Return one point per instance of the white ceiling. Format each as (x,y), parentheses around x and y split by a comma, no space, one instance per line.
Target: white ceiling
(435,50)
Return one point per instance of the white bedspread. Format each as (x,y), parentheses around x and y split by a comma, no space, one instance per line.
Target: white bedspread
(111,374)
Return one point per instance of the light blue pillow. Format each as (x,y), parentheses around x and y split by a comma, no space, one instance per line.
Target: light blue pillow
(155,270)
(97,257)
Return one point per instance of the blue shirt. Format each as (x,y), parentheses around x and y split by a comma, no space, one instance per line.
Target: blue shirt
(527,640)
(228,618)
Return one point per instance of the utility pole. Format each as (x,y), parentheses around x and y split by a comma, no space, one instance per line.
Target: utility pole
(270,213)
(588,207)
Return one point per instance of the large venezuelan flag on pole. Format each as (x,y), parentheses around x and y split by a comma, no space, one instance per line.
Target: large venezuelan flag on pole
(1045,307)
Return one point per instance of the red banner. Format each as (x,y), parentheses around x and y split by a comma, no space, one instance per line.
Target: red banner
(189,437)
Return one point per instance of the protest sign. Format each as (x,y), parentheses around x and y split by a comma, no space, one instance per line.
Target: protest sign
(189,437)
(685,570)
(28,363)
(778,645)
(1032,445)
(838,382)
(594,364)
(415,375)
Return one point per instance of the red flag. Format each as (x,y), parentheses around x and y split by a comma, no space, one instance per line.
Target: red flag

WORK ITEM: The entries are to be repeated exactly, with nothing altered.

YOUR SOLUTION:
Return one point per instance of the white ceiling. Format each as (x,y), parentheses around x and y split by a comma, no space, one instance per line.
Target: white ceiling
(435,50)
Return one point per instance of the white bedspread. Format each as (x,y), parentheses around x and y split by a comma, no space, one instance per line.
Target: white bedspread
(111,374)
Return one point per instance of the light blue pillow. Format each as (x,y), parentheses around x and y split by a comma, no space, one instance per line.
Target: light blue pillow
(155,270)
(97,257)
Return one point per instance of the blue shirt. Format each as (x,y), parentheses around x and y split by a comma, no space, one instance per line.
Target: blue shirt
(527,640)
(228,618)
Return one point per instance of the utility pole. Format each as (x,y), parentheses around x and y split by a comma, no space, one instance per line.
Target: utility pole
(270,213)
(588,207)
Return one point per instance of the large venezuelan flag on pole. Format each as (x,y), parentheses around x and y split by a comma, no space, one instance per line.
Target: large venezuelan flag on pole
(1045,307)
Return one point per instance of the red banner. Format each as (x,y), parentheses around x and y split by a comma, no space, one instance per line.
Target: red banner
(189,437)
Return one point per instance of the protest sign. Format each as (x,y), parentheses around x and y split by a comma, no space, one instance per line.
Target: protest sign
(189,437)
(685,570)
(28,363)
(778,645)
(1032,445)
(838,382)
(594,364)
(415,375)
Return one point per instance of the red flag. Format each as (x,y), parentheses around x and y split by a comma, no space, one instance per line.
Target: red flag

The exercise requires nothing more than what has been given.